**TEXT FOR ANALYSIS**.
====

> Presumably, if a passage of any significant length is cited verbatim (or almost verbatim), there would have been a way to track that source through the weights.
Figure this out and you get to choose which AI lab you want to make seven figures at. It's a really difficult problem.
It’s likely first and foremost a resource problem. “How much different would the output be if that text hadn’t been part of the training data” can _in principle_ be answered by instead of training one model, training N models where N is the number of texts in the training data, omitting text i from the training data of model i, and then when using the model(s), run all N models in parallel and apply some distance metric on their outputs. In case of a verbatim quote, at least one of the models will stand out in that comparison, allowing to infer the source. The difficulty would be in finding a way to do something along those lines efficiently enough to be practical.
each llm costs ($10-100) millions to train x billions of trainings data ~= $100 quadrillion dollars, so that is unofortunately out of reach of most countries.
> Figure this out and you get to choose which AI lab you want to make seven figures at. It's a really difficult problem.
It doesn't have to be perfect to be helpful, and even something that is very imperfect would at least send the signal that model-owners give a shit about attribution in general.

====

**AVAILABLE DATA**.
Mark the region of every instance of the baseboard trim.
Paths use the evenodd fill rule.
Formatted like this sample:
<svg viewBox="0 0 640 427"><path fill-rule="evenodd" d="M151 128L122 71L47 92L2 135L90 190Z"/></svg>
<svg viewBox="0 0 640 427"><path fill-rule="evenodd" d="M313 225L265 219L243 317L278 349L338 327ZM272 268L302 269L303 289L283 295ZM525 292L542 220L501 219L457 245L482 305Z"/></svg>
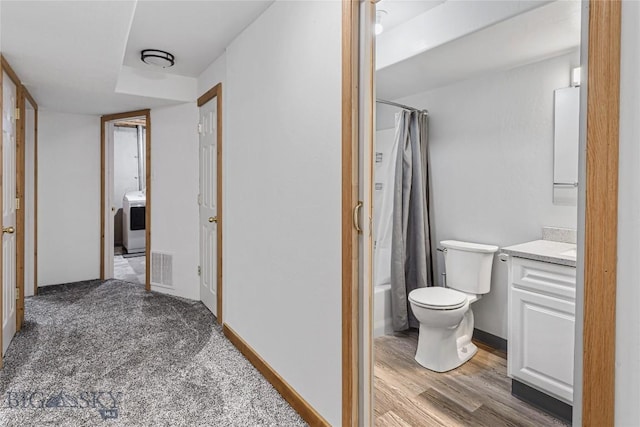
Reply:
<svg viewBox="0 0 640 427"><path fill-rule="evenodd" d="M554 417L560 418L562 421L569 424L573 421L573 407L571 405L533 387L529 387L518 380L511 380L511 394Z"/></svg>
<svg viewBox="0 0 640 427"><path fill-rule="evenodd" d="M320 415L309 402L304 400L293 387L287 383L262 357L247 344L240 335L231 329L226 323L222 325L224 336L236 346L240 353L256 367L258 371L271 383L284 399L289 402L291 407L311 426L329 427L330 424Z"/></svg>
<svg viewBox="0 0 640 427"><path fill-rule="evenodd" d="M507 340L500 338L497 335L490 334L489 332L481 331L480 329L473 330L473 339L480 341L496 350L502 350L507 352Z"/></svg>

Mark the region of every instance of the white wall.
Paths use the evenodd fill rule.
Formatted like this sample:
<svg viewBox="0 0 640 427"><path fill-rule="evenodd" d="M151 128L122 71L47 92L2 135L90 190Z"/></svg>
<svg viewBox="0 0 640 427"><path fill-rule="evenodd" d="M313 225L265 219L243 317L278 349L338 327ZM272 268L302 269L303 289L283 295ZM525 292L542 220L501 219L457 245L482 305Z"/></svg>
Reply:
<svg viewBox="0 0 640 427"><path fill-rule="evenodd" d="M100 118L38 113L38 286L100 276Z"/></svg>
<svg viewBox="0 0 640 427"><path fill-rule="evenodd" d="M429 110L437 242L503 247L540 239L543 226L576 227L576 207L554 205L552 183L553 91L577 65L573 53L400 100ZM476 328L506 338L507 268L497 259L473 311Z"/></svg>
<svg viewBox="0 0 640 427"><path fill-rule="evenodd" d="M173 287L200 299L198 277L198 110L194 102L151 110L151 251L173 255Z"/></svg>
<svg viewBox="0 0 640 427"><path fill-rule="evenodd" d="M225 322L341 418L341 3L275 2L227 49Z"/></svg>
<svg viewBox="0 0 640 427"><path fill-rule="evenodd" d="M616 294L616 426L640 420L640 3L622 3L618 286ZM588 349L587 349L588 351Z"/></svg>

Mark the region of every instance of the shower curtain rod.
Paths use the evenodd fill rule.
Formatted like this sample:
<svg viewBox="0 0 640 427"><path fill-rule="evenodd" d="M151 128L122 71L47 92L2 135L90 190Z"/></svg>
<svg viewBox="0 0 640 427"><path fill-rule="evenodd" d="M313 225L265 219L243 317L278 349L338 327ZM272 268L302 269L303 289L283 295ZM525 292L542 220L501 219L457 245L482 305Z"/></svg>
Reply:
<svg viewBox="0 0 640 427"><path fill-rule="evenodd" d="M404 105L404 104L398 104L397 102L393 102L393 101L386 101L384 99L376 99L376 102L379 102L381 104L387 104L387 105L392 105L394 107L400 107L403 108L405 110L409 110L409 111L417 111L418 113L424 113L426 115L429 115L429 111L428 110L418 110L417 108L413 108L413 107L409 107L408 105Z"/></svg>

====

**WHAT YOU NEED TO DO**. Extend the forum thread on tracing a model's verbatim quotes back to their sources in the training data, picking up after its last post.

**REPLY**.
Given a specific output, it might be hard to say which sections of the very large weighted network were tickled during the output, and what inputs were used to build that section of the network. But this level of "citation resolution" is not always what people are necessarily interested in. If an LLM is giving medical advice, I might want to at least know whether it's reading medical journals or facebook posts. If it's political advice/summary/synthesis, it might be relevant to know how much it's been reading Marx vs Lenin or whatever. Pin-pointing original paragraphs as sources would be great, but for most models it's not like there's anything that's very clear about the input datasets.
EDIT: Building on this a bit, a lot of people are really worried about AI "poisoning the well" such that they are retraining on content generated by other AIs so that algorithmic feeds can trash the next-gen internet even worse than the current one. This shows that attribution-sourcing even at the basic level of "only human generated content is used in this model" can be useful and confidence-inspiring.
Figure this out and you get to choose which AI lab you want to make seven figures at. It's a really difficult problem.